--- start of Provided material ---

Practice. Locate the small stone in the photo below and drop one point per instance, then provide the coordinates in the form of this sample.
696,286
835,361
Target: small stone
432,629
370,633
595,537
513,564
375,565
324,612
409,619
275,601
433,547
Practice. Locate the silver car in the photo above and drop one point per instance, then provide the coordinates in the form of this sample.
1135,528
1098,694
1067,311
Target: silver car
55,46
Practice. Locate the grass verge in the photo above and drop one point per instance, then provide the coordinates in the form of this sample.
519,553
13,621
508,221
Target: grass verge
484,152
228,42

--- end of Provided material ---

> **Exercise task**: Copy the whole listing above again, requests included, and scale every answer coordinate listed under each "Target:" line by 2.4, rounding to whole numbers with halves rounded up. Leave the sample coordinates in the requests unchanged.

> **Output of the task**:
Practice. Locate the small stone in the photo below and drop one point per instance, then provide the coordinates in the form of this sample.
696,286
835,361
Target: small stone
1037,1510
888,1519
1428,1289
1231,1354
900,1356
778,1469
982,1486
660,1442
1039,1313
Practice. Locate the silver car in the photo above and drop one point per instance, then provide the coordinates in the form of this sample.
1135,528
1098,694
1067,311
Target: silver car
132,110
Practice. Locate the grass verge in the photo above and drop one point per instance, then provide the coordinates in the form of this sample.
519,553
13,621
508,221
Target: grass verge
1162,365
547,101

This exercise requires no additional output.